### TEXTAUSZUG
Mit Beschluss vom 18.04.2013, den Beteiligten selbst per Empfangsbekenntnis zugestellt und - jeweils überregional - in der Süddeutschen Zeitung und der FAZ sowie im elektronischen Bundesanzeiger am 18.05.2013, 21.05.2013 bzw. am 31.05.2013 veröffentlicht, hat das Sozialgericht die von den streitigen Beitragsnachforderungen betroffenen, mehr als 20 Leiharbeitnehmer/innen der Klägerin und Sozialversicherungsträger unter Hinweis auf § 75 Abs. 2a SGG aufgefordert, bis zum 30.08.2013 ihre Beiladung zu beantragen, ohne dass ein solcher Antrag bis zur mündlichen Verhandlung gestellt worden wäre, so dass das Gericht insoweit dann auch von einer solchen Beiladung abgesehen hat.

### ROHDATEN
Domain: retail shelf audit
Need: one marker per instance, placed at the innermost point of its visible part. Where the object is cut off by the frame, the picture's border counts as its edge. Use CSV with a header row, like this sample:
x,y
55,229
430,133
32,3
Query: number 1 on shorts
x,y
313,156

### DEINE AUFGABEN
1 – Schreib aus dem Textauszug alles zwischen "Mit Beschluss vom" und "Beiladung abgesehen hat." ab, beide Stellen eingeschlossen.
2 – Bis zu welchem Datum sollten die Betroffenen laut Textauszug ihre Beiladung beantragen?
3 – Führ den Textauszug über den Beschluss des Sozialgerichts nach seinem letzten Satz weiter.
Die Einträge brauchst du hier nicht.

### SCHRIFTLICHE ANTWORTEN
1 –
Mit Beschluss vom 18.04.2013, den Beteiligten selbst per Empfangsbekenntnis zugestellt und - jeweils überregional - in der Süddeutschen Zeitung und der FAZ sowie im elektronischen Bundesanzeiger am 18.05.2013, 21.05.2013 bzw. am 31.05.2013 veröffentlicht, hat das Sozialgericht die von den streitigen Beitragsnachforderungen betroffenen, mehr als 20 Leiharbeitnehmer/innen der Klägerin und Sozialversicherungsträger unter Hinweis auf § 75 Abs. 2a SGG aufgefordert, bis zum 30.08.2013 ihre Beiladung zu beantragen, ohne dass ein solcher Antrag bis zur mündlichen Verhandlung gestellt worden wäre, so dass das Gericht insoweit dann auch von einer solchen Beiladung abgesehen hat.

2 – Bis zum 30.08.2013.

3 –
Bezüglich der weiteren Einzelheiten des Sach- und Streitstands wird Bezug genommen auf den Inhalt der Gerichtsakte sowie auf den Inhalt der beigezogenen Verwaltungsakte des Beklagten, der auch Gegenstand der mündlichen Verhandlung am 29.01.2014 gewesen ist.

Entscheidungsgründe:

Die zulässige Klage ist überwiegend unbegründet.

Der Bescheid vom 05.12.2011 in der Gestalt des Widerspruchsbescheides vom 24.10.2012 ist rechtswidrig, soweit die Beklagte damit Nachforderungen für die Zeit vom 01.12.2005 bis zum 31.12.2006 geltend macht. Im Übrigen ist der angegriffene Bescheid rechtmäßig und verletzt die Klägerin nicht in ihren Rechten.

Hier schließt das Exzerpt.